Answer these questions using the article about the trip to Palestine below.
(a) In what part of which month did the trip take place?
(b) How many days did the trip last?
(c) What position does Ahmad Abuznaid hold at Dream Defenders?

Extracted text:
** START **

Dream Defenders, Black Lives Matter and Ferguson reps take historic trip to Palestine

Leaders from American racial justice movements connect with Palestinians living under occupation

by Kristian Davis Bailey

Representatives at the forefront of the movements for Black lives and racial justice took a historic trip to Palestine in early January to connect with activists living under Israeli occupation.

Dream-Defenders-Black-Lives-Matter-Ferguson-reps-visit-Palestine-0115-web-300x200, Dream Defenders, Black Lives Matter and Ferguson reps take historic trip to Palestine, World News & Views Black journalists, artists and organizers representing Ferguson, Black Lives Matter, Black Youth Project 100 (BYP100) and more have joined the Dream Defenders for a 10-day trip to the occupied Palestinian Territories and Israel.

The trip comes after a year of highly-publicized repression in Ferguson, the Gaza Strip and West Bank, including East Jerusalem, as well as solidarity between these places.

Ahmad Abuznaid, Dream Defenders’ legal and policy director and a co-organizer of the delegation, said that the goal of the trip was to make connections.

“The goals were primarily to allow for the group members to experience and see first-hand the occupation, ethnic cleansing and brutality Israel has levied against Palestinians, but also to build real relationships with those on the ground leading the fight for liberation,” wrote Abuznaid.

** END **

Supplied information:
** START **

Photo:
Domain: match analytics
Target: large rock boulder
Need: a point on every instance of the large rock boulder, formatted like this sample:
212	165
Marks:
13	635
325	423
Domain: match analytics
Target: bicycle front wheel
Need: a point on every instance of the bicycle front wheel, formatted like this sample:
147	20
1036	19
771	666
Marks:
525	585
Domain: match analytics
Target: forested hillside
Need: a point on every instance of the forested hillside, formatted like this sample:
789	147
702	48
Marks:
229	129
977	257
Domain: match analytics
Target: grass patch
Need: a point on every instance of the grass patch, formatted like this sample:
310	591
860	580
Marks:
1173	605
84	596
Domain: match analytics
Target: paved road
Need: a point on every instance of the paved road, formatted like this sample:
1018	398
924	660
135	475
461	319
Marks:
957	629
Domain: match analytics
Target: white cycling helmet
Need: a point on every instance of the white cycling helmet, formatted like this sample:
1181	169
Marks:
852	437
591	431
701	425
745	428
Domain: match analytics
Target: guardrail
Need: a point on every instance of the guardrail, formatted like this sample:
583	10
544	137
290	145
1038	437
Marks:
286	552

** END **
** START **

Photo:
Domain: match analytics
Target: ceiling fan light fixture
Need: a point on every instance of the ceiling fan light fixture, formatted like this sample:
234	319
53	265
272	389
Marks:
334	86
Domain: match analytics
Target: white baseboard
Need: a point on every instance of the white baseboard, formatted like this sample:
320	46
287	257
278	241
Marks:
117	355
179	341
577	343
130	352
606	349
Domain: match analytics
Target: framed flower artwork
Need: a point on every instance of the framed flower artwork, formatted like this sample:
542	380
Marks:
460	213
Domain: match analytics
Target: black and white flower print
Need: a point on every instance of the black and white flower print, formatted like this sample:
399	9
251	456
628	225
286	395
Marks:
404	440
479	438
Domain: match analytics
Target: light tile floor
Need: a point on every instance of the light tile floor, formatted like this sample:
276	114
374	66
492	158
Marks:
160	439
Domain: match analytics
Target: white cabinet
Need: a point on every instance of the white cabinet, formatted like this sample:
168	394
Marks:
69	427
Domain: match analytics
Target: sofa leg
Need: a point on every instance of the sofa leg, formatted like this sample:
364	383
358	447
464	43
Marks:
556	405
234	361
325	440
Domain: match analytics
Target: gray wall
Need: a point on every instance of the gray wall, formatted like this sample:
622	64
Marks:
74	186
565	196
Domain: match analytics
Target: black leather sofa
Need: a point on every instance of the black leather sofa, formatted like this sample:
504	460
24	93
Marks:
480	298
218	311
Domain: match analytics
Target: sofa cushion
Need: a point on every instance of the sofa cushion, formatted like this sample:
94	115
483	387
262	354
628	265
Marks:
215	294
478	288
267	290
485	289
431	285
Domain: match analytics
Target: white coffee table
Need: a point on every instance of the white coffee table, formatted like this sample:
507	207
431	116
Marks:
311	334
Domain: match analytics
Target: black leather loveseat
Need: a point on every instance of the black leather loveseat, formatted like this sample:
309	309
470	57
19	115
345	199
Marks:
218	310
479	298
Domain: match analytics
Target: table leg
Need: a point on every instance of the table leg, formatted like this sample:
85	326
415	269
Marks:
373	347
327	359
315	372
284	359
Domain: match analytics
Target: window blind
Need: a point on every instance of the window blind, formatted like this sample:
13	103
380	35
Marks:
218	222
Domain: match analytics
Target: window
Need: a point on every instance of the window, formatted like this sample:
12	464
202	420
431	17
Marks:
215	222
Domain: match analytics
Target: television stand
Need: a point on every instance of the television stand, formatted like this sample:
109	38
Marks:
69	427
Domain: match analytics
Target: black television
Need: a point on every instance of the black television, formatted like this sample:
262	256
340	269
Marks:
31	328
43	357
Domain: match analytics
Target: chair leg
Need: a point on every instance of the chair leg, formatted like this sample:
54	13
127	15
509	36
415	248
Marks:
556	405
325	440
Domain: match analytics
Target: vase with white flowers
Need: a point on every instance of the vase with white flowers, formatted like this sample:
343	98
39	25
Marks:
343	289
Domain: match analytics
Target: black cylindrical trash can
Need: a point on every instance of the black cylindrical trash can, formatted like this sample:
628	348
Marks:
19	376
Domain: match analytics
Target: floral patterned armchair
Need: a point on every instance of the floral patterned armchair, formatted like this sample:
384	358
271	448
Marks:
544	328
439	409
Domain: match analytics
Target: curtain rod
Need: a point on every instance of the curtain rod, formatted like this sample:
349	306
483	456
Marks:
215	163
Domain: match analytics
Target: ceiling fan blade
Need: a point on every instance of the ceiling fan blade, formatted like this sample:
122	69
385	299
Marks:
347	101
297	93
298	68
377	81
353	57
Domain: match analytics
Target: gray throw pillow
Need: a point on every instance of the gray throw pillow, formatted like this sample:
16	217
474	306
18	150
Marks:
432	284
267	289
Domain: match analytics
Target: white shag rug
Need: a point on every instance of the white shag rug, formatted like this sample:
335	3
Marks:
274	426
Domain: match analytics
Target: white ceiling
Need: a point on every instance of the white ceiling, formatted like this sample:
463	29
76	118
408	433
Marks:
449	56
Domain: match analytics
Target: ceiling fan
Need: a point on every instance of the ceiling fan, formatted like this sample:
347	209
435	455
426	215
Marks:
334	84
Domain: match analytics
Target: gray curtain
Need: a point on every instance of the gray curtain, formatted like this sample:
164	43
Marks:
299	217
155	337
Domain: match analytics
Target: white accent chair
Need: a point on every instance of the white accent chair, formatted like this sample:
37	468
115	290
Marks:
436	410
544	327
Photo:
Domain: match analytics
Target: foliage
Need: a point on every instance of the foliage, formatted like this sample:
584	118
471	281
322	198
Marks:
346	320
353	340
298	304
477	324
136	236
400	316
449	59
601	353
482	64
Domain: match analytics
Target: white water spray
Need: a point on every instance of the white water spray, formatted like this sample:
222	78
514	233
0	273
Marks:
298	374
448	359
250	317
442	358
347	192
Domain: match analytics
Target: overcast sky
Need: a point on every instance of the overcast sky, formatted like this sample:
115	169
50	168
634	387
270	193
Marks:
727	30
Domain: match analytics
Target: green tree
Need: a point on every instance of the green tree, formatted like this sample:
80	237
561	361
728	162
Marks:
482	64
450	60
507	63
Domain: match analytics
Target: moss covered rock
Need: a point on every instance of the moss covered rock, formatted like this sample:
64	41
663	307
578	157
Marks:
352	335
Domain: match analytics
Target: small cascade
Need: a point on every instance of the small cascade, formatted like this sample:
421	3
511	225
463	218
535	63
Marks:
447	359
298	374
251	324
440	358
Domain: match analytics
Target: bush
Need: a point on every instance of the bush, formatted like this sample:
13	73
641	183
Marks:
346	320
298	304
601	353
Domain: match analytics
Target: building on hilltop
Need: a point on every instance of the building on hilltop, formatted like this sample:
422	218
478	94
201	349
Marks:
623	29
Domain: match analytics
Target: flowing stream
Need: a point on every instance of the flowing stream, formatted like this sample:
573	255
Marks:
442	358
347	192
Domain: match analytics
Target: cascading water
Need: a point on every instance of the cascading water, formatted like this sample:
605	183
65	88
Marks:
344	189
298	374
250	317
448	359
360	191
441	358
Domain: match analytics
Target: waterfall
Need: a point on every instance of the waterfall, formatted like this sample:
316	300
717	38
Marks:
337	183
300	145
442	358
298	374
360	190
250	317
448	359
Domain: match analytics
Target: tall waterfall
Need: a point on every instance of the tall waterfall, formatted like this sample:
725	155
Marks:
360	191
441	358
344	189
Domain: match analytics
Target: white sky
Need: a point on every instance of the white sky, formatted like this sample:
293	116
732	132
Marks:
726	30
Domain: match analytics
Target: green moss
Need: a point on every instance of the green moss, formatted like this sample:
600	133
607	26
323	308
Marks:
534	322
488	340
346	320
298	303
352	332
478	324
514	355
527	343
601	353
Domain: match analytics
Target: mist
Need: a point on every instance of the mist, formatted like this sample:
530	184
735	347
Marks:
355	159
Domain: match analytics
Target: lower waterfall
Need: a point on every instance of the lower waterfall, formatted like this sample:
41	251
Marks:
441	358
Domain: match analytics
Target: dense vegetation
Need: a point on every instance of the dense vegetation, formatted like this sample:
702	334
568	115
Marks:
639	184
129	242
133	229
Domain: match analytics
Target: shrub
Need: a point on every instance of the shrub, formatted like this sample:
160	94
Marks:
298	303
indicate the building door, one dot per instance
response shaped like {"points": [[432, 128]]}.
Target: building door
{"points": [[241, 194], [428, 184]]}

** END **

Output:
(a) Early January
(b) 10 days
(c) Legal and policy director